▶ [PROBLEM TO SOLVE]
Find each line in the material below that contains the string "cola", and copy those lines.

[Data listing]

####################

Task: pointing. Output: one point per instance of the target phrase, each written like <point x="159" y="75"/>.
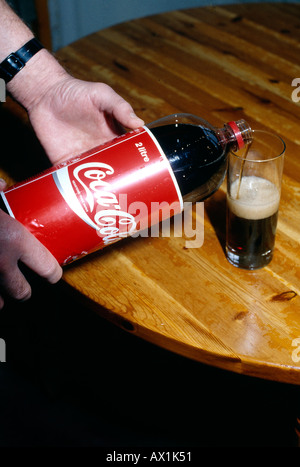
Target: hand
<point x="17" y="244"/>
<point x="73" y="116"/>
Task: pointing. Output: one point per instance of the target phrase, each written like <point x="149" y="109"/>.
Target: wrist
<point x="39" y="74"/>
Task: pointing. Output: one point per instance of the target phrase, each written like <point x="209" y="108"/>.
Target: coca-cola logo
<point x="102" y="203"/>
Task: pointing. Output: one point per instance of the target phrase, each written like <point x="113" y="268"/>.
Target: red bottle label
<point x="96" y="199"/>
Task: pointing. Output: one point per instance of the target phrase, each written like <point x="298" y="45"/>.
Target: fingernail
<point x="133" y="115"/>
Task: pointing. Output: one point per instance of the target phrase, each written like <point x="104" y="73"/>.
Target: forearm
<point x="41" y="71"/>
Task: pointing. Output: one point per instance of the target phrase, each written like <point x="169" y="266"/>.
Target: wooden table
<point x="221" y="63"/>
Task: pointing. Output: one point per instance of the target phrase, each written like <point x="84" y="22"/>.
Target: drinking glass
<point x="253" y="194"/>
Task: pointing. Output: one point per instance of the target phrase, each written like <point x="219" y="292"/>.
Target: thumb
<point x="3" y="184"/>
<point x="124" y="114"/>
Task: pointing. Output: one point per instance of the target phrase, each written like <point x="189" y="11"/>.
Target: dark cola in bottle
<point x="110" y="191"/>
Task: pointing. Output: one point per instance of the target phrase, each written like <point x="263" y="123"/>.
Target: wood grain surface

####################

▶ [TASK OUTPUT]
Target: coca-cola logo
Target: dark cola in bottle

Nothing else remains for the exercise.